Да и украинцами мы стали очень поздно — еще во времена Богдана Хмельницкого Оукраина была одной из многих земель. Тогда в документах писалось так: Оукраина, Подолие, Сиверия, Покутье, Полесье, Червоная Русь (имеется в виду Галичина) и так далее. Оукраиной была очень маленькая часть между Киевом, Каневом или Черкассами, Фастовом и Белой Церковью. Это была территория, находившаяся на порубежье между несколькими крупными образованиями того времени: Речью Посполитой, Российской державой, Османской империей. Только после воссоединения с Россией название начало постепенно выходить за эти границы. Наше название эволюционировало от Руси и русича до Украины и украинца.
Это произошло в значительной степени под давлением обстоятельств — когда Украина вошла в состав Российской империи на правах автономии, оказалось две Руси в одном государстве. Чтобы сохраниться, нужно было определить лицо нашей Руси. Вначале мы себя назвали Малой Русью. И не оттого, что были меньше — в то время существовала такая система географической ориентации — центральная земля везде называлась малой (Малая Польша, Малая Греция, Иль де Франс и так далее).
Богдан Хмельницкий и митрополит Сильвестр Косов в петициях в Москву упорно писали царю: «Царь Великой и Малой Руси…» А он им не менее упорно отвечал: «Царь Всея Руси…». Они ему снова посылали письма с тем же обращением: «Царь Великой и Малой Руси»… Так они хотели обозначить себя в этом объединении, конституировали сначала термин «Малая Русь», а позже заменили одним словом «Украина». Так что у нас никто прежнего названия не отбирал — это результат медленной эволюции.
Никакое государственно-этническое объединение с Россией в единой структуре, на мой взгляд, в обозримом будущем (даже типа ЕС) невозможно. Но в более далеком будущем все может кардинально измениться. Как показывает опыт истории, проходит 200 — 300 лет, и вдруг возрождаются, казалось бы, уже совершенно забытые традиции в странах, в прошлом даже противостоявших друг другу. И они объединяются. Но в далекое будущее заглядывать трудно. Однако уверен, что нам ничто не мешает поддерживать тесные экономические, культурные, научные и другие отношения с Россией.

ТЕКСТ ЗАДАНИЯ. Процитируйте фрагмент отрывка об истории названия Украины: начните со слов «Это произошло в» и закончите словами «и так далее).».

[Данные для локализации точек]

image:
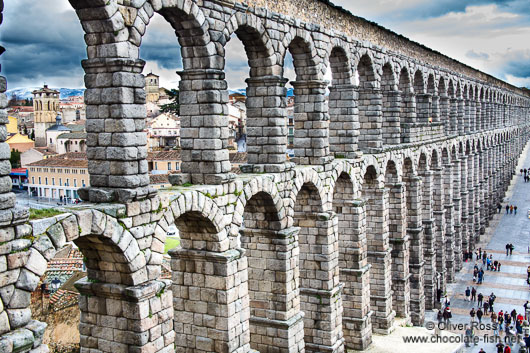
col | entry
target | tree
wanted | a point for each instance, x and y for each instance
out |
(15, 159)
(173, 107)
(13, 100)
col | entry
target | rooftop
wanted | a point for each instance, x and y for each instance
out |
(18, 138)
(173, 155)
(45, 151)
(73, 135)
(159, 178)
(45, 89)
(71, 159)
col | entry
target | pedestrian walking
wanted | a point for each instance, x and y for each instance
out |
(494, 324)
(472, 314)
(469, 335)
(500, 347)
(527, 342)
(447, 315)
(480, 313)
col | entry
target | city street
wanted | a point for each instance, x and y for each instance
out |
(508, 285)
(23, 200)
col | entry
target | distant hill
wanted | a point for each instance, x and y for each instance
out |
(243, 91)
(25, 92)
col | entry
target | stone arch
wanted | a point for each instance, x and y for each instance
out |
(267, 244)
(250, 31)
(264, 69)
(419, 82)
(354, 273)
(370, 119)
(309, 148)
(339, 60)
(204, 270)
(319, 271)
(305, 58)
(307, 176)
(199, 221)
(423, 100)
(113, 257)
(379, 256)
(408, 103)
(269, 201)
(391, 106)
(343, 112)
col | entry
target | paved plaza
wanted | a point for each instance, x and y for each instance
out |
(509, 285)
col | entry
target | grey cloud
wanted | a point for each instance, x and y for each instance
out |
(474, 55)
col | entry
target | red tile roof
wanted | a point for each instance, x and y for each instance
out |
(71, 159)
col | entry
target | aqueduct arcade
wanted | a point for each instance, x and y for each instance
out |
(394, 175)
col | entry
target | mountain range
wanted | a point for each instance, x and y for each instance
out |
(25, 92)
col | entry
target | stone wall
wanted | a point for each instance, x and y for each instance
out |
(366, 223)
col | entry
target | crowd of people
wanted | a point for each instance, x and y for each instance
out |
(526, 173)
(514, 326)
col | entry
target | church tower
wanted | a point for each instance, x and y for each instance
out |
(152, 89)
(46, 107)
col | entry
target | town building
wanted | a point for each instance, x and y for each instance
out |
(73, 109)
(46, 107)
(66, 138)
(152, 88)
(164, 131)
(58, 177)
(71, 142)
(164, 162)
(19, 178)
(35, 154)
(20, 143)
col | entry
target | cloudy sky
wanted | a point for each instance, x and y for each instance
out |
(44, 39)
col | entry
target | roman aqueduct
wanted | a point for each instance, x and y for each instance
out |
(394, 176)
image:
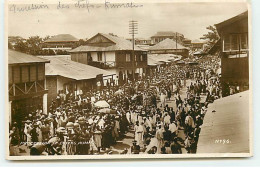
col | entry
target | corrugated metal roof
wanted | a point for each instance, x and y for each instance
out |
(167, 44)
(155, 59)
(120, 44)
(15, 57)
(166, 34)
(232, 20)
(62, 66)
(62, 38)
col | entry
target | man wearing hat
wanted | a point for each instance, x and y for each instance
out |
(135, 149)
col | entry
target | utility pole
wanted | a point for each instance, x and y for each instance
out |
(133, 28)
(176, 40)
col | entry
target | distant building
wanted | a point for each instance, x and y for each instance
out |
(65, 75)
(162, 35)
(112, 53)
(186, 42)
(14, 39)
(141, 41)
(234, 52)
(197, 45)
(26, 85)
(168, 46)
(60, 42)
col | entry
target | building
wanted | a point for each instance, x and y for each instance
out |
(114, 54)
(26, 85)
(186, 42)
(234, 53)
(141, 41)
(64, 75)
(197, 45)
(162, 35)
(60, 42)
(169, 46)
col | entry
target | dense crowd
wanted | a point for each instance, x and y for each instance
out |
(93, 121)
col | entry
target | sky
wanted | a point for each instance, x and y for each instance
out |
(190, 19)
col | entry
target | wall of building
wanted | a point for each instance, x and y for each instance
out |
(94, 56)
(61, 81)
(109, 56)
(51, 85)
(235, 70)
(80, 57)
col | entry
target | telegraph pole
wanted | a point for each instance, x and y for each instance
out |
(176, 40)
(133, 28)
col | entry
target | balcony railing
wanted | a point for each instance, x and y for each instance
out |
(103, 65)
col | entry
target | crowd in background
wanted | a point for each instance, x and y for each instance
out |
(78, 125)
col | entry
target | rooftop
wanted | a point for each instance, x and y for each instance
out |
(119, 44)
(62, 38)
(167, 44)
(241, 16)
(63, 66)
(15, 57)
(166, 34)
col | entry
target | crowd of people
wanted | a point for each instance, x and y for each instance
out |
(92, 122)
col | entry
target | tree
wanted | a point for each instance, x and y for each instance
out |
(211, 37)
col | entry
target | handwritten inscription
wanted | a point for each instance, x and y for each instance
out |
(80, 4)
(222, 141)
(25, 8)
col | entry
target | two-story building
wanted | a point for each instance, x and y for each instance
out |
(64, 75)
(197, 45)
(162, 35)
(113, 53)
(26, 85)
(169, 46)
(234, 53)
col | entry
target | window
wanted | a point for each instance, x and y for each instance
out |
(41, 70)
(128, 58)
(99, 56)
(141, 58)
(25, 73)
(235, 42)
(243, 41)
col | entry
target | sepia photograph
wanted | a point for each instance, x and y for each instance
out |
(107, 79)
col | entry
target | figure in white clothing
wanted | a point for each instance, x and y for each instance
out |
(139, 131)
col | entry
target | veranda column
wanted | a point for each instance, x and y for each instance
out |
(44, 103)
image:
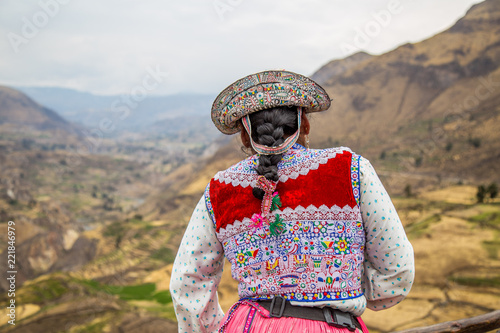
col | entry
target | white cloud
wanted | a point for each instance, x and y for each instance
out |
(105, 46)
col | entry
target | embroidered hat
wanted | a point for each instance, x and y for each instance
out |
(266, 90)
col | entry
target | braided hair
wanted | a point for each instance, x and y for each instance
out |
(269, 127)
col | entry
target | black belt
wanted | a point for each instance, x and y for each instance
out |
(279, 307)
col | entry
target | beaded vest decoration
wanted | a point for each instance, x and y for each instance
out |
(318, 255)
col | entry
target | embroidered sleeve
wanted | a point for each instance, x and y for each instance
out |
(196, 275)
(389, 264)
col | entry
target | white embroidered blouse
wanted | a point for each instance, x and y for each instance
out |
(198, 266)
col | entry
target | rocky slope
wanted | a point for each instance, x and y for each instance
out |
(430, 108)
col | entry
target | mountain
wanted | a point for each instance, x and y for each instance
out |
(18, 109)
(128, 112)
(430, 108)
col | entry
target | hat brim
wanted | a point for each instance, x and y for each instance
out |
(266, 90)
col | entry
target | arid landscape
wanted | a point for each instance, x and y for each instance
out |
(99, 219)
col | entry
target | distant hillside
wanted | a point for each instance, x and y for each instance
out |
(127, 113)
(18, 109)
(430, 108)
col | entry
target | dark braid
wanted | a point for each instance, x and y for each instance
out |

ОТВЕТ НА ЗАДАНИЕ.
Это произошло в значительной степени под давлением обстоятельств — когда Украина вошла в состав Российской империи на правах автономии, оказалось две Руси в одном государстве. Чтобы сохраниться, нужно было определить лицо нашей Руси. Вначале мы себя назвали Малой Русью. И не оттого, что были меньше — в то время существовала такая система географической ориентации — центральная земля везде называлась малой (Малая Польша, Малая Греция, Иль де Франс и так далее).